▸ **Consignes**
a: Renvoyez le passage du texte sur François Dion commençant par « François Dion est » et se poursuivant jusqu'à « le site Glassdoor.ca. ».
b: Résumez en deux phrases le texte sur François Dion.
c: Traduisez en anglais, s'il vous plaît, cette phrase du texte sur François Dion : « Cette entreprise compte actuellement 2000 experts-conseils parmi son personnel. »

▸ **Extrait du texte**
-*-

François Dion est diplômé du baccalauréat en administration des affaires de l’Université Laval. En 2013, il fondait, à Québec, une firme de services-conseils en affaires et technologies, Levio. Cette entreprise compte actuellement 2000 experts-conseils parmi son personnel. Elle offre une gamme de services complète pour la transformation numérique. Elle a des bureaux au Canada, aux États-Unis, au Maroc, en Inde et en France. En 2022, Levio figurait à un palmarès de la revue L’actualité, celui des entreprises ayant connu une ascension fulgurante au cours des dernières années. Au nombre de ses 200 clients elle compte notamment Desjardins, Morgan Stanley, le ministère de la Justice et la SAAQ. En 2023, et ce, pour une deuxième année consécutive, la firme de Québec figurait parmi les 25 meilleurs endroits où travailler au Canada, selon le site Glassdoor.ca.
Le jeudi 5 octobre, à l’occasion de la Semaine ULaval pour toujours, et dans le cadre de ses Grands entretiens, la rectrice Sophie D’Amours a accueilli François Dion dans l’amphithéâtre Hydro-Québec du pavillon Alphonse-Desjardins. L’activité, qui a attiré plusieurs dizaines de spectateurs, était organisée par la Direction de la philanthropie et des relations avec les diplômées et diplômés de l’Université Laval. Voici les questions posées par la rectrice et les réponses de son invité.

-*-

▸ **Données fournies**
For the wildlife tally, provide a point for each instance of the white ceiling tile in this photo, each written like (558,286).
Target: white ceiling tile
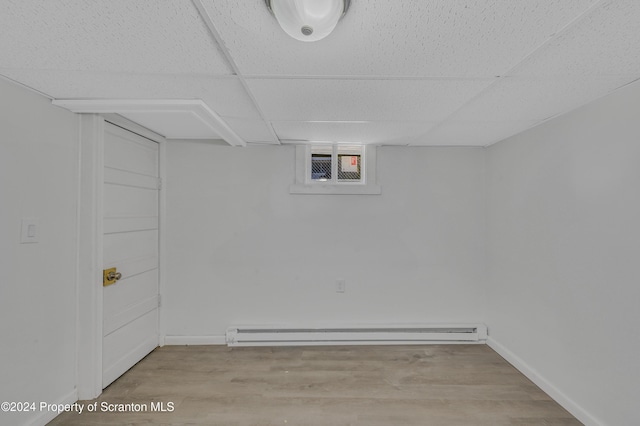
(361,100)
(381,132)
(535,99)
(147,36)
(467,133)
(225,95)
(606,42)
(253,131)
(402,38)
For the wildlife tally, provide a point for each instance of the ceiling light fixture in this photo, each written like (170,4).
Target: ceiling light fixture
(308,20)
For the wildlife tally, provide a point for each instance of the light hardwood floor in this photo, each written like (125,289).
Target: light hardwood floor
(343,385)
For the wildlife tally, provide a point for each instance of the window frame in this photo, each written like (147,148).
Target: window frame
(367,184)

-*-

▸ **Réponses par consigne**
a:
François Dion est diplômé du baccalauréat en administration des affaires de l’Université Laval. En 2013, il fondait, à Québec, une firme de services-conseils en affaires et technologies, Levio. Cette entreprise compte actuellement 2000 experts-conseils parmi son personnel. Elle offre une gamme de services complète pour la transformation numérique. Elle a des bureaux au Canada, aux États-Unis, au Maroc, en Inde et en France. En 2022, Levio figurait à un palmarès de la revue L’actualité, celui des entreprises ayant connu une ascension fulgurante au cours des dernières années. Au nombre de ses 200 clients elle compte notamment Desjardins, Morgan Stanley, le ministère de la Justice et la SAAQ. En 2023, et ce, pour une deuxième année consécutive, la firme de Québec figurait parmi les 25 meilleurs endroits où travailler au Canada, selon le site Glassdoor.ca.

b: François Dion, diplômé en administration des affaires de l’Université Laval, a fondé en 2013 à Québec la firme Levio, qui compte 2000 experts-conseils et des bureaux au Canada, aux États-Unis, au Maroc, en Inde et en France. Le jeudi 5 octobre, lors de la Semaine ULaval pour toujours, la rectrice Sophie D’Amours l’a accueilli dans le cadre de ses Grands entretiens.

c: This company currently has 2,000 consultants on its staff.